## [WORK INSTRUCTIONS]
Reproduce the rows below line for line, leaving out the pictures.

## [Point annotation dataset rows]
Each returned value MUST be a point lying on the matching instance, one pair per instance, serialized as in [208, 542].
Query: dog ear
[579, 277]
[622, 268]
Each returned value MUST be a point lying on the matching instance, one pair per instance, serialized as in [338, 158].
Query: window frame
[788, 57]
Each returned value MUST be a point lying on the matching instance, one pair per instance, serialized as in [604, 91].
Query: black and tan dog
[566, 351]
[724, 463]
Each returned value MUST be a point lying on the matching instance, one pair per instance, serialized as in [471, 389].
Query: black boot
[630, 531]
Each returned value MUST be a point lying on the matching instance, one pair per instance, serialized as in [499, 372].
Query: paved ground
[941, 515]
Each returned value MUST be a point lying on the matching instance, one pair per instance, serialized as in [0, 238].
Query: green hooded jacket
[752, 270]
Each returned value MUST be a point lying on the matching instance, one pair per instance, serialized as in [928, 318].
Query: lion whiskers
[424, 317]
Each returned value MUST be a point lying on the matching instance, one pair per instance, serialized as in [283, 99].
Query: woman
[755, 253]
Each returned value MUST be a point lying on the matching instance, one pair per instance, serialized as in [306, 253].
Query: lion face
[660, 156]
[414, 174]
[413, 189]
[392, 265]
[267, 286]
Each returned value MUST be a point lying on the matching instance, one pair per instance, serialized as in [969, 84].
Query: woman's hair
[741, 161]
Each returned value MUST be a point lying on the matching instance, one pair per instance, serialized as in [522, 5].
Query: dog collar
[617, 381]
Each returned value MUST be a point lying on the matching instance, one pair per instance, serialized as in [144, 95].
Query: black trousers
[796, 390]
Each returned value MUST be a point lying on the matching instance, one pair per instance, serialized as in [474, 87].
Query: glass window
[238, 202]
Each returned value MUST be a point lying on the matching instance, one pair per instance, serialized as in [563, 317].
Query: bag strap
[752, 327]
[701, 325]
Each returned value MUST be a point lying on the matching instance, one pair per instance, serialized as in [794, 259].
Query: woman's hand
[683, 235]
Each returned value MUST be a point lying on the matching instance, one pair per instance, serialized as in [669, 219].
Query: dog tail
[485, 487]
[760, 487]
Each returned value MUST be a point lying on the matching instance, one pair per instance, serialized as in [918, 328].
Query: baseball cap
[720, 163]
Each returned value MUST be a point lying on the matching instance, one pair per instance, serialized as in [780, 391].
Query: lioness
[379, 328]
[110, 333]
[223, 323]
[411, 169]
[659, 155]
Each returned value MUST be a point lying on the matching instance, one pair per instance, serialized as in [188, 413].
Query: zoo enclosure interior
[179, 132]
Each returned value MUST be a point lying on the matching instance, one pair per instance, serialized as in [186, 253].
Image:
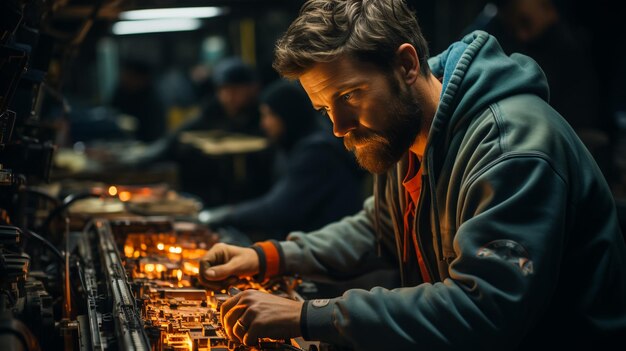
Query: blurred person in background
[501, 225]
[540, 30]
[232, 108]
[317, 180]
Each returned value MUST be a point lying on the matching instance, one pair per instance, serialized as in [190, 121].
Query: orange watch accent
[272, 258]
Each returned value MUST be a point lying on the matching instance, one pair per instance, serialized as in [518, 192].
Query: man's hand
[252, 314]
[228, 260]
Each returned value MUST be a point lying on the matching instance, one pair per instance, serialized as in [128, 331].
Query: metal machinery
[123, 283]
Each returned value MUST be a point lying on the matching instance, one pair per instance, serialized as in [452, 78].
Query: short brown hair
[368, 30]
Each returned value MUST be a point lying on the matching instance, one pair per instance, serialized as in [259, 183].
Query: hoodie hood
[476, 72]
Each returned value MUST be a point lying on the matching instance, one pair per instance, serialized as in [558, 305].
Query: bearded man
[503, 228]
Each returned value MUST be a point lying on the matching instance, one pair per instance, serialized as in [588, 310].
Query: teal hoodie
[515, 221]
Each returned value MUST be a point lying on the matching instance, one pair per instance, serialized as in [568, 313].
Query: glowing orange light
[125, 195]
[112, 190]
[191, 268]
[128, 251]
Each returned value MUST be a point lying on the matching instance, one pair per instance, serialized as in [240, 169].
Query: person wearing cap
[318, 181]
[233, 108]
[502, 227]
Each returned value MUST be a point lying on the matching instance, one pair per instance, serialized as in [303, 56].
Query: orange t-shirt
[412, 184]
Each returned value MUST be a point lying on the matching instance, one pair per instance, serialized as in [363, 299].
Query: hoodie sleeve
[507, 244]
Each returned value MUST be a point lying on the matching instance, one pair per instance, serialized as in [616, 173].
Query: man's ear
[408, 63]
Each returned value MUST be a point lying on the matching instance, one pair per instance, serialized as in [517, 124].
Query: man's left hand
[252, 314]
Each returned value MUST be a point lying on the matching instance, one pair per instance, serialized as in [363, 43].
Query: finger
[228, 305]
[239, 330]
[220, 272]
[230, 321]
[250, 339]
[251, 335]
[216, 255]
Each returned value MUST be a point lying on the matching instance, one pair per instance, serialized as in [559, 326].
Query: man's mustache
[361, 137]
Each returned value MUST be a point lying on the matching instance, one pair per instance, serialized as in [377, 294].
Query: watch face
[320, 302]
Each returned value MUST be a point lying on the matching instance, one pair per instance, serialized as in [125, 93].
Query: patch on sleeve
[510, 251]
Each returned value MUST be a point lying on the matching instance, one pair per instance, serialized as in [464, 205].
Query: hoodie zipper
[417, 227]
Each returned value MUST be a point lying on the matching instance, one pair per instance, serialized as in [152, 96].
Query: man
[502, 225]
[233, 108]
[317, 182]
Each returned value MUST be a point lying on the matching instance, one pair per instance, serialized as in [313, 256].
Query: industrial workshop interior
[135, 135]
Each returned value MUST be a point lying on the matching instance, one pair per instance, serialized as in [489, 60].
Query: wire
[46, 243]
[43, 195]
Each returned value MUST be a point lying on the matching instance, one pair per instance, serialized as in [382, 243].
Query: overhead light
[176, 12]
[156, 26]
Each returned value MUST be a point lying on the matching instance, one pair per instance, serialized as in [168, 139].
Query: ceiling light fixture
[156, 26]
[177, 12]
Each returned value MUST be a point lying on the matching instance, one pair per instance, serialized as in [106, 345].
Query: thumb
[220, 272]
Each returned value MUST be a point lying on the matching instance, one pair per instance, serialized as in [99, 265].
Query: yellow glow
[112, 190]
[191, 268]
[125, 195]
[128, 251]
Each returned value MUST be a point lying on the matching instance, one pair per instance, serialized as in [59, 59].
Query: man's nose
[343, 122]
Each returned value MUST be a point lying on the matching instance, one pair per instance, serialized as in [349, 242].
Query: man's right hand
[228, 260]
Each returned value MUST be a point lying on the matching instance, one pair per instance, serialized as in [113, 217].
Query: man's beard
[377, 151]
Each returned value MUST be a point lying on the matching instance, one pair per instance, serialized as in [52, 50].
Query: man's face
[373, 111]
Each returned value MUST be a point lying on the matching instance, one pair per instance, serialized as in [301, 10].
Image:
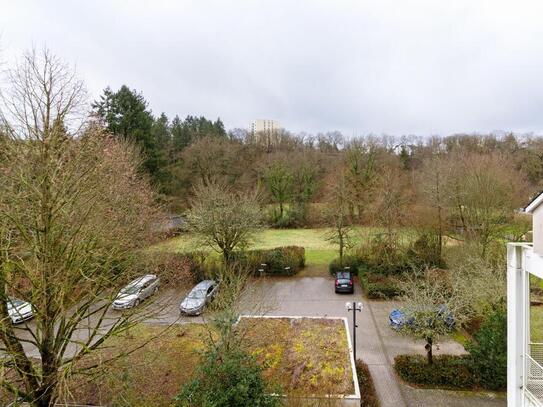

## [EXERCISE ANSWER]
Each returned value MUST be a point lying on the matching instance, one pair per instance, serialized as in [208, 542].
Query: dog ear
[579, 277]
[622, 268]
Each returned value MUST be a point lying on the matching instance, one pair per instance, serialized as in [338, 158].
Query: window frame
[788, 57]
Each returned value MUST be a point lying on the matching instance, one pair per instance, serialized as in [604, 91].
Query: black and tan dog
[566, 351]
[724, 463]
Each returned value MUST be a point lying on the matching instance, one pair per instance, serialized as in [471, 389].
Query: black boot
[630, 531]
Each returned value MUST be a point lying on the matching instance, one pair per instance, serialized as in [499, 372].
Query: paved ground
[941, 515]
Each returned value MUST be a point lying on the matching instance, one pair per instance, serialized as in [0, 238].
Query: green hooded jacket
[752, 270]
Each returned value MUST be a point lying on the matching instance, one pair per instance, serialized as in [928, 318].
Query: lion whiskers
[424, 317]
Each returned value MUST be a point lying on the matching instance, one pair per instance, serialized as in [283, 99].
Query: woman
[755, 253]
Each returned value MUST be a point lying on the matching instance, one pair per instance, serialized as in [306, 253].
Query: lion face
[660, 156]
[414, 174]
[413, 189]
[392, 265]
[267, 286]
Each returned value MUST be a point lying on the matching instance, one pair per instance, serialized as in [969, 84].
Query: woman's hair
[741, 161]
Each returned value MUST be a point lying on the matching instance, one pair per instance, serialized as in [522, 5].
Query: dog collar
[617, 381]
Each returned value MUST be a point lying on the matching instance, one pair per instance, serialized as in [144, 95].
Query: black trousers
[796, 390]
Each returned value MUST be a point lying on the matching instance, one pair per instance, serialized as in [474, 87].
Query: glass window
[238, 202]
Each returned value MUST be a point lying on the matching instance, one pair per instance, serialized as in [563, 317].
Query: bag strap
[752, 327]
[701, 325]
Each returned value MUST be a point lying on the matching instance, one pair per instance, serialized as in [794, 259].
Query: woman's hand
[683, 235]
Each returned value MUST be a point lying on the matching instance, one pair per instance, serialized as in [669, 219].
Query: dog tail
[485, 487]
[760, 487]
Each returned value MUST be a point lying on the matching instance, one pair per instance, serialized as in [918, 328].
Query: baseball cap
[720, 163]
Each returned value MUST be a point lying on the matching instance, one pair per instance, serialized as in [780, 391].
Query: lioness
[379, 328]
[110, 333]
[223, 323]
[411, 169]
[659, 155]
Each returned value MUST be a point lying on the matching instance, one pair per instance, serialized as in [188, 413].
Query: zoo enclosure interior
[179, 132]
Each returned value MUST be a point lying on the matching instance, one pair per instance, serialized as in [186, 253].
Image:
Query: blurred person in background
[501, 225]
[540, 30]
[232, 108]
[317, 180]
Each returned value MUST be a point lying on the matching instance, one pair per instance, serialized as in [190, 121].
Query: orange watch accent
[272, 258]
Each returned value MUST be a point lying on the matching instance, one pair per instance, serialized as in [518, 192].
Query: man's hand
[252, 314]
[228, 260]
Each returned value MUST be a point lying on the matching instance, one pair per instance, serialized as in [128, 331].
Query: metal machinery
[123, 283]
Each returned value MUST be a point lying on the matching instance, one pair per instance, serialized as in [452, 78].
Query: short brown hair
[368, 30]
Each returned value MUST be a point lying on the matching instance, one pair per instance, serialized as in [259, 183].
Query: hoodie hood
[476, 72]
Each returned value MUST be a point lying on the matching instance, one pair per instance, serialized as in [558, 305].
Query: bearded man
[503, 228]
Each returned value MUST be a point lying on the matching instance, one pair per instance, serialized as in [588, 310].
Query: teal hoodie
[515, 221]
Each returned value MUST be a point lying on the matching instance, one pair per instance, serialized as in [568, 313].
Query: glowing orange light
[125, 195]
[112, 190]
[191, 268]
[128, 251]
Each returned value MUST be a point lying on the matching instance, one pair per instance, serialized as in [240, 169].
Query: person wearing cap
[318, 181]
[233, 108]
[502, 227]
Each returned value MUST be a point lying on the matching instance, one pair per instance, serialized as in [303, 56].
Query: orange t-shirt
[412, 184]
Each returned value MUST be a point lying on the matching instance, one pair per instance, serialized as in [363, 299].
Query: hoodie sleeve
[507, 244]
Each returned value MUST be a point lying on the matching instance, one pair per instance, serialized as in [616, 173].
Query: man's ear
[408, 63]
Each returned value MUST be a point lying on the matching instance, one pair per instance, serialized as in [517, 124].
Query: man's left hand
[252, 314]
Each returned value MUST be a point lying on the matching instance, one pair per instance, serialized as in [363, 43].
Query: finger
[228, 305]
[239, 330]
[220, 272]
[230, 321]
[250, 339]
[251, 335]
[216, 255]
Each returned value MUST be a point lying on the matching instance, one pair per instance, serialized as in [559, 326].
Query: man's mustache
[361, 137]
Each returned value MUST be a point lying on the matching instance, one pair per instance, serialized as in [377, 294].
Query: watch face
[320, 302]
Each returned value MUST be a point lying on the matching instance, one pair per instance, serialized as in [125, 93].
Query: patch on sleeve
[510, 251]
Each returned value MUST be a point lying on the matching instance, one pair per instance, serialized as in [464, 205].
Query: hoodie zipper
[417, 227]
Each returned value MUST be a point lying on the matching instance, one pair per instance, serialized as in [152, 96].
Query: man
[502, 225]
[233, 108]
[317, 182]
Each returned value MUST be a point lying on the matching instance, one pair per instance, serialized as in [313, 256].
Query: industrial workshop interior
[135, 135]
Each returned value MUST be a point lying on the matching instance, one pair per instance, serialized as in [489, 60].
Query: wire
[46, 243]
[43, 195]
Each returned value MUST be a point lying on the matching instance, one pair per instance, serialized as in [382, 243].
Query: overhead light
[176, 12]
[156, 26]
Each returned value MUST be a point lying on the matching instance, one pair per instance, serialized as in [168, 139].
Query: ceiling light fixture
[156, 26]
[177, 12]
Each returned value MUST be a point lying on the matching instance, one pair per instance, serialized as in [106, 345].
Query: thumb
[220, 272]
Each returned value MUST be a point lying on the matching instance, one pair per instance, serialized as in [99, 265].
Query: yellow glow
[112, 190]
[191, 268]
[125, 195]
[128, 251]
Each returned value MUST be a point lying on the matching instance, one pair per instance, serialized as in [59, 59].
Query: man's nose
[343, 122]
Each returned value MUST be a point lying on the matching instance, one pair per instance, serialized as in [349, 242].
Query: man's right hand
[228, 260]
Each returned value MUST be a point lying on the matching instance, one pair per instance, serialized as in [113, 217].
Query: man's beard
[377, 151]
Each returned value MUST be a point lying on the matching instance, one pair per instance, serialized as in [52, 50].
Query: man's face
[373, 111]
Each returned value MUST be a point lying on the matching instance, one pair per instance, serialized as in [301, 10].
Image:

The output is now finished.